• _Stated problem_
Turn the lines of the entries below, from the line containing "Point to the white cabinet" through the line containing "Point to the stainless", into a Markdown table with the columns Row and Line, where Row numbers each line in order. Include both end lines and leave out any blank lines.

• _The data_
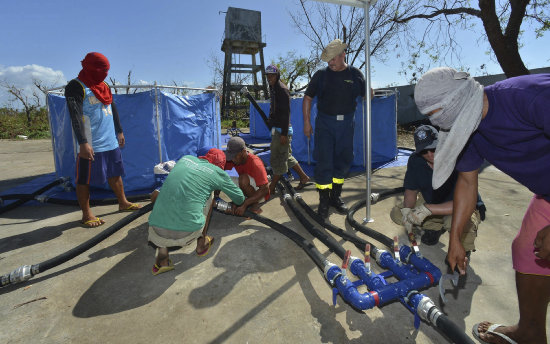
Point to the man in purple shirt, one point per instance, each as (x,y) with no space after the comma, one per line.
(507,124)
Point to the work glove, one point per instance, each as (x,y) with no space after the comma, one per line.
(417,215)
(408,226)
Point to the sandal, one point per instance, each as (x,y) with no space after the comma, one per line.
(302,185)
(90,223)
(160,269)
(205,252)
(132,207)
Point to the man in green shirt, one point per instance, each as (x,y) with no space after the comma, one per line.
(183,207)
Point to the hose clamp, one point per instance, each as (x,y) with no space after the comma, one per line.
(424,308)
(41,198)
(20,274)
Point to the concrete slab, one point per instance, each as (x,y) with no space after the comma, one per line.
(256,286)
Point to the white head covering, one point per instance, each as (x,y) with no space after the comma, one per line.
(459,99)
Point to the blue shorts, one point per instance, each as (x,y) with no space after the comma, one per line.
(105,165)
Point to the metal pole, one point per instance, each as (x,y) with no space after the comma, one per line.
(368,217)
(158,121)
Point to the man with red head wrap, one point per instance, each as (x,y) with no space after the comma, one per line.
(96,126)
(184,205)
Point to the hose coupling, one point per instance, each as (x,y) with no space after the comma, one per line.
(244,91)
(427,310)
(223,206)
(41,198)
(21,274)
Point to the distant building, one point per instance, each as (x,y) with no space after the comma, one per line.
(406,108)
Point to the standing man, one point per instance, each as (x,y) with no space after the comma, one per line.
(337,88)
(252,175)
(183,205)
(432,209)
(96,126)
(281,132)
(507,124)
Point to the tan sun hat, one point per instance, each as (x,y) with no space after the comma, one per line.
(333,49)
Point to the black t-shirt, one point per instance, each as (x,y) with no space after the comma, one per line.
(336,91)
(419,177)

* * *

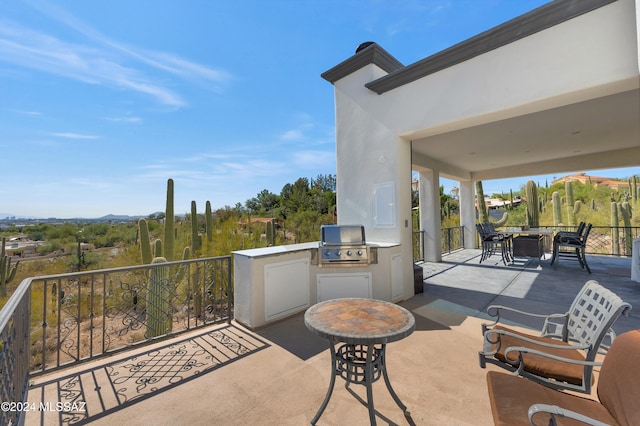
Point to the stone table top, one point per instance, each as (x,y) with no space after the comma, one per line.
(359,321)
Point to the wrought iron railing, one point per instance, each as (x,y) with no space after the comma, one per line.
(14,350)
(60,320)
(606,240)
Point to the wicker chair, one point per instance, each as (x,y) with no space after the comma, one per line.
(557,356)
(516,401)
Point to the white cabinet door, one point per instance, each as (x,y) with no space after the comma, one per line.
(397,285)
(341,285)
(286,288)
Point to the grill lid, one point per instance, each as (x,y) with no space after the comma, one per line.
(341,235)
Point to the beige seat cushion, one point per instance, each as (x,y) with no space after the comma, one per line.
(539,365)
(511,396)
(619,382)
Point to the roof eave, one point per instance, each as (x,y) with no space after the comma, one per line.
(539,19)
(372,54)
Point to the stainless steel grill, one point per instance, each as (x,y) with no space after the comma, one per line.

• _Result_
| Row | Line |
|---|---|
| 1 | Point to the white cabinet door, one point per instance, each as (x,y) with no space after the comma, one per line. |
| 2 | (397,285) |
| 3 | (341,285) |
| 4 | (286,288) |
| 5 | Point to the grill lid, one point per instance, each as (x,y) with no space after the comma, one per line. |
| 6 | (341,235) |
| 7 | Point to the beige seat cushion, one point per instance, each as (x,y) with no space after the comma, one per line. |
| 8 | (539,365) |
| 9 | (511,396) |
| 10 | (619,382) |
| 11 | Point to the roof eave, one point per instance, each as (x,y) with no space after the comma, one per line. |
| 12 | (539,19) |
| 13 | (372,54) |
| 14 | Point to the stainless steel grill, one point per instance, each as (x,y) with no space after the comma, one per line. |